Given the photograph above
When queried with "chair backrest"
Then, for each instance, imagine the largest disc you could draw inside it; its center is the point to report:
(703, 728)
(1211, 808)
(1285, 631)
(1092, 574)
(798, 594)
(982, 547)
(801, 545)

○ ○ ○ ○ ○ ○ ○

* [WHAT NEEDS TO BE DONE]
Format every line of the listing above as a numbered list, one line per entry, and omit blank lines.

* [COMPLETE ANSWER]
1. Given the photograph above
2. When queried with "chair backrest"
3. Then, for each instance, imagine the largest disc you could draw inside it; its center is the point to report:
4. (703, 728)
5. (1211, 808)
6. (1285, 631)
7. (1092, 574)
8. (798, 594)
9. (982, 547)
10. (801, 545)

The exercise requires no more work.